## Records to process
•••••
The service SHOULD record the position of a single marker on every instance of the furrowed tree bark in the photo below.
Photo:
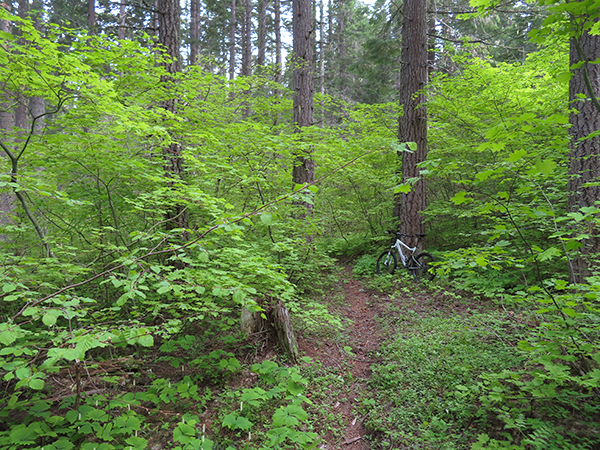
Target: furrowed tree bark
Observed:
(277, 25)
(247, 40)
(262, 33)
(7, 123)
(169, 30)
(91, 15)
(194, 31)
(232, 28)
(302, 60)
(409, 206)
(584, 152)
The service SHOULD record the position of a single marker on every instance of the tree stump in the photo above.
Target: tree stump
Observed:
(278, 325)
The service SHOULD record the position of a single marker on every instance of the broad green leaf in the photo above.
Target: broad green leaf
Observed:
(516, 155)
(50, 317)
(460, 198)
(402, 188)
(546, 166)
(8, 287)
(36, 384)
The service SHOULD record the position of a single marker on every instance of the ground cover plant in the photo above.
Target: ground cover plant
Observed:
(123, 282)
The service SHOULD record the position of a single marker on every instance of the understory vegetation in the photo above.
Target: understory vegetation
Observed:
(118, 332)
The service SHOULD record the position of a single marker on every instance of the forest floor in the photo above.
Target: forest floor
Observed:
(373, 317)
(354, 353)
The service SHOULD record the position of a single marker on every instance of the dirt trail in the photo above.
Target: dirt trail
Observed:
(363, 338)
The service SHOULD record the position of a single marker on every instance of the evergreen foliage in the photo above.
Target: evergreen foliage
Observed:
(89, 274)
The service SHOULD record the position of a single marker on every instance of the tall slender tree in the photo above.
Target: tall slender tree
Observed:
(169, 31)
(584, 152)
(262, 32)
(302, 60)
(247, 40)
(194, 31)
(409, 206)
(232, 28)
(277, 26)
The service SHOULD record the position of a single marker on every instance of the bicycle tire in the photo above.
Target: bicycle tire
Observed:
(423, 270)
(385, 265)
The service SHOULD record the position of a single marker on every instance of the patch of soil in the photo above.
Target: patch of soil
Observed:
(363, 339)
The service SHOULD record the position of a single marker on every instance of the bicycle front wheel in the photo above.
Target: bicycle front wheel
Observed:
(422, 270)
(386, 263)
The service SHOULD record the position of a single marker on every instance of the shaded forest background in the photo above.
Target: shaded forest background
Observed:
(150, 192)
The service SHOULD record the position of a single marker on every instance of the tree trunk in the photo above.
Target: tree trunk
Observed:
(302, 58)
(409, 206)
(584, 157)
(322, 39)
(262, 33)
(277, 323)
(7, 123)
(169, 29)
(91, 15)
(277, 25)
(122, 16)
(247, 41)
(232, 28)
(194, 31)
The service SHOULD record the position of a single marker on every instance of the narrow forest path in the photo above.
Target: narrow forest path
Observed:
(352, 352)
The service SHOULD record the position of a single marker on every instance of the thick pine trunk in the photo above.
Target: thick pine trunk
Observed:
(232, 28)
(247, 41)
(194, 31)
(304, 166)
(262, 33)
(584, 154)
(91, 15)
(122, 18)
(277, 25)
(169, 30)
(409, 206)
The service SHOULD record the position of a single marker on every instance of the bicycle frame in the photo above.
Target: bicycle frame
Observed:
(404, 258)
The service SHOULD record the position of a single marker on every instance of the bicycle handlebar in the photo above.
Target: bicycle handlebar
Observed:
(397, 233)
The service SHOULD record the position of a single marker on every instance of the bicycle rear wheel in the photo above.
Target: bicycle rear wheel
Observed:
(422, 270)
(387, 262)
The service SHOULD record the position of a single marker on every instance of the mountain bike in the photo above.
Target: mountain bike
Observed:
(419, 266)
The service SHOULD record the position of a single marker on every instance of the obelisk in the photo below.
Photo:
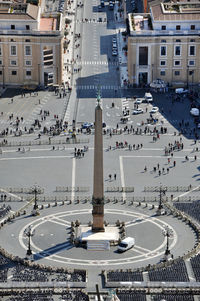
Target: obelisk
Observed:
(98, 187)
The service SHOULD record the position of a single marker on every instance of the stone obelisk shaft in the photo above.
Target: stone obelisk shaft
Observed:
(98, 187)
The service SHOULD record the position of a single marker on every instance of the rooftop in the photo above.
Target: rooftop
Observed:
(175, 11)
(48, 24)
(19, 11)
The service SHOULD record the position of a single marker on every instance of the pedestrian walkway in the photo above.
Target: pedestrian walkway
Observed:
(106, 63)
(126, 108)
(96, 87)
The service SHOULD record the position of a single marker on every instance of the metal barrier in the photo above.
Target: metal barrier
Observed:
(107, 199)
(170, 188)
(119, 189)
(22, 190)
(70, 189)
(50, 141)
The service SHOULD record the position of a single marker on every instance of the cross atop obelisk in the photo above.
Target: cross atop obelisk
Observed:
(98, 187)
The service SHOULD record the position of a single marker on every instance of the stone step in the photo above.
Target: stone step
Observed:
(102, 245)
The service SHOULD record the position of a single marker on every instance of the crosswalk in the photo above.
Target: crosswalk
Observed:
(95, 21)
(96, 87)
(5, 122)
(125, 107)
(104, 63)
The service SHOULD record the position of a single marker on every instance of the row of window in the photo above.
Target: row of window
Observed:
(14, 72)
(12, 26)
(177, 50)
(176, 72)
(177, 63)
(15, 63)
(13, 50)
(178, 27)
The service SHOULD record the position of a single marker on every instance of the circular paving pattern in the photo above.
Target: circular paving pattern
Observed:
(51, 245)
(133, 219)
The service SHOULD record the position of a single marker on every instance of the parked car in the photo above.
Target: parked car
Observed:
(181, 91)
(138, 111)
(194, 112)
(126, 244)
(138, 101)
(148, 97)
(154, 110)
(87, 125)
(114, 40)
(114, 52)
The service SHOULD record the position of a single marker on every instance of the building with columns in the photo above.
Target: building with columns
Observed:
(165, 44)
(31, 45)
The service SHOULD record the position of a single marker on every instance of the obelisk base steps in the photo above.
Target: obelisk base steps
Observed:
(98, 241)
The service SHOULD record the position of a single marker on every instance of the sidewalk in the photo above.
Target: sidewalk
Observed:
(122, 44)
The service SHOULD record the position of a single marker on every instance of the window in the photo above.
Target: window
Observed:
(192, 50)
(13, 50)
(28, 63)
(177, 50)
(28, 73)
(177, 63)
(13, 63)
(143, 56)
(27, 50)
(163, 63)
(163, 50)
(191, 63)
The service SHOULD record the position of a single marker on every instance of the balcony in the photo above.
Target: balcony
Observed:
(141, 25)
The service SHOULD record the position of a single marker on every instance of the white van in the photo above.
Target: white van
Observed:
(126, 244)
(148, 97)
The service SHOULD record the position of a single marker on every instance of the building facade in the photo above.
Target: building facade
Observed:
(165, 44)
(30, 46)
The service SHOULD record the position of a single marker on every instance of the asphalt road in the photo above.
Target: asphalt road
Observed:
(49, 168)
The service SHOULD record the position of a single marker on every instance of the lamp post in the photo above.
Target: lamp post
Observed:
(35, 190)
(29, 233)
(167, 232)
(192, 78)
(160, 205)
(3, 76)
(152, 66)
(38, 74)
(187, 76)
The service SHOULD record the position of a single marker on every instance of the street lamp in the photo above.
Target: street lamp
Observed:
(162, 192)
(3, 76)
(152, 66)
(35, 190)
(167, 232)
(38, 74)
(187, 76)
(29, 233)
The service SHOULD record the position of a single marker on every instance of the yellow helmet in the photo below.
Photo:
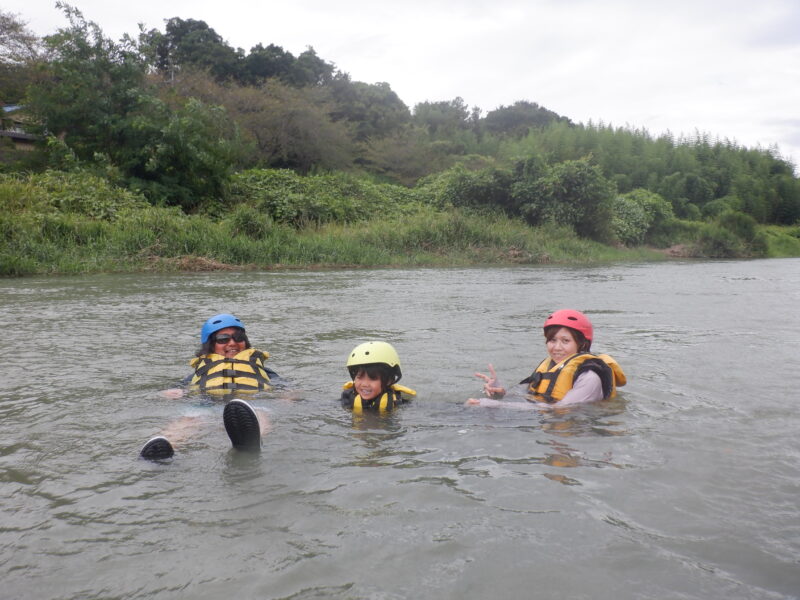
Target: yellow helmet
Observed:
(374, 353)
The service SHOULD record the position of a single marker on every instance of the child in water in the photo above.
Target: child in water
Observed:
(570, 374)
(375, 370)
(225, 363)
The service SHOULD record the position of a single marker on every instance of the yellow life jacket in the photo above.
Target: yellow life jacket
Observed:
(217, 374)
(551, 381)
(387, 401)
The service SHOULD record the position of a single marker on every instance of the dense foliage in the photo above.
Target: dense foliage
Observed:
(265, 140)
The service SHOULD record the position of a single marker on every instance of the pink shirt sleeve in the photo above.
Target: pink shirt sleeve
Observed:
(587, 388)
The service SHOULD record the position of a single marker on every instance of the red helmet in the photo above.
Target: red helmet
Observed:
(573, 319)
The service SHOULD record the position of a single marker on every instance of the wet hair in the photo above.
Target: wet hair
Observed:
(584, 345)
(375, 371)
(208, 347)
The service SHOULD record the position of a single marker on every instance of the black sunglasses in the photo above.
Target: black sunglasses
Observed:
(238, 337)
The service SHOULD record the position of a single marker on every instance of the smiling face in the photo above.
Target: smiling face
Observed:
(228, 346)
(561, 344)
(368, 384)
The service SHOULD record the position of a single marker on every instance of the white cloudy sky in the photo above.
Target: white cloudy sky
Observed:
(729, 68)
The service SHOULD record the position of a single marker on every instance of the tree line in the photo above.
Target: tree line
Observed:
(174, 114)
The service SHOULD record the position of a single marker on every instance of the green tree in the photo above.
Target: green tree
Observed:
(373, 110)
(519, 118)
(442, 118)
(97, 100)
(20, 51)
(263, 63)
(573, 193)
(192, 43)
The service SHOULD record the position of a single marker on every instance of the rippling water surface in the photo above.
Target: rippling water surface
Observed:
(685, 486)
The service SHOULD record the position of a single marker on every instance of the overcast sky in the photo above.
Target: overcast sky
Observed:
(729, 68)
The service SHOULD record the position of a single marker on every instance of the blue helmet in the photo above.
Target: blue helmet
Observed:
(216, 323)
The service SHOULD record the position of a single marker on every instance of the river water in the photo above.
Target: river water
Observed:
(685, 486)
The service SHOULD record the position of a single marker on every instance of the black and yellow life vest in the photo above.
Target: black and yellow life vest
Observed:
(216, 373)
(386, 401)
(551, 381)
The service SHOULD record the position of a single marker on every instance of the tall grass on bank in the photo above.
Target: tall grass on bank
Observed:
(165, 239)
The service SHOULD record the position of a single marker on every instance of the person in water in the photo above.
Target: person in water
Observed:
(570, 374)
(374, 369)
(224, 364)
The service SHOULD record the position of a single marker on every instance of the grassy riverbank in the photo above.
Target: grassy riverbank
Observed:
(166, 240)
(70, 223)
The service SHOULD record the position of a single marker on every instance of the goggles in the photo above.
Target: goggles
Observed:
(237, 336)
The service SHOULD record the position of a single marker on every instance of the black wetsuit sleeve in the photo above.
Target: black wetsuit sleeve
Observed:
(347, 398)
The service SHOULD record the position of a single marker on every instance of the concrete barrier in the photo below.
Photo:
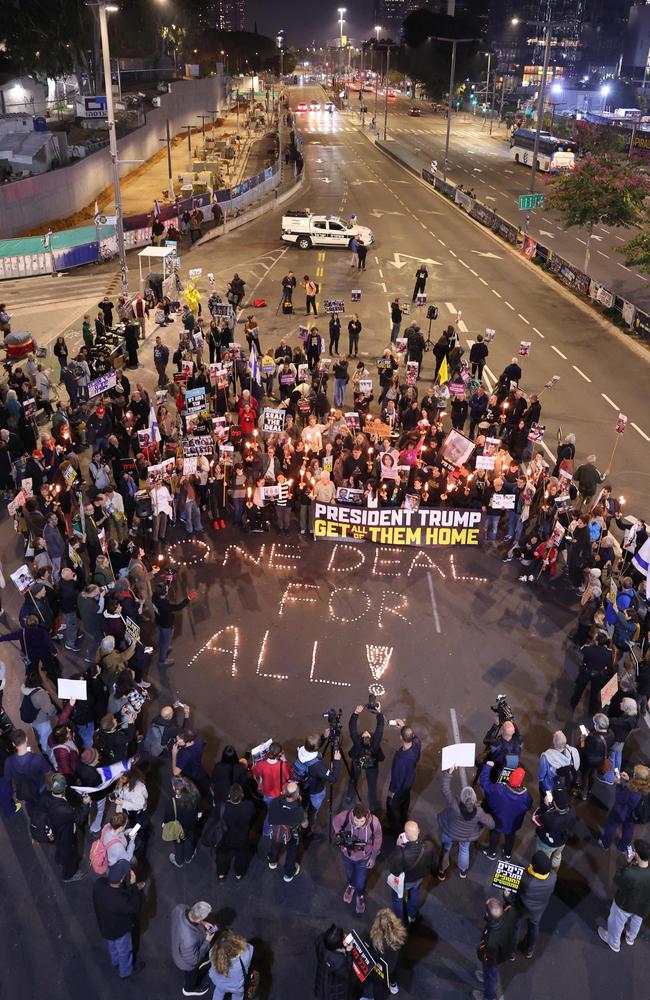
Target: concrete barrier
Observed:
(36, 201)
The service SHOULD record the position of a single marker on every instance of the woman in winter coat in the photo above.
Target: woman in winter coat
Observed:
(184, 806)
(230, 959)
(463, 821)
(624, 813)
(333, 966)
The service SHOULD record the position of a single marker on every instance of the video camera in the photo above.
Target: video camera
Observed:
(503, 713)
(334, 722)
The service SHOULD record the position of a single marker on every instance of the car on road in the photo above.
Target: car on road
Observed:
(306, 230)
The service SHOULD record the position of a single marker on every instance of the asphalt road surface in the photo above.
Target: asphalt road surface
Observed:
(255, 660)
(484, 163)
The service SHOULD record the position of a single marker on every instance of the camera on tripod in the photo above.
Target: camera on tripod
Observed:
(503, 713)
(334, 723)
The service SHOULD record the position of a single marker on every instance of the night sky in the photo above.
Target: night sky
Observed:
(304, 22)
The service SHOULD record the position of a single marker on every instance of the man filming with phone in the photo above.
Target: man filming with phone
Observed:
(366, 753)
•••••
## Your instructions
Tally, across the records, each line that contains the word "barrier", and answer with nothing except the count.

## Final answer
4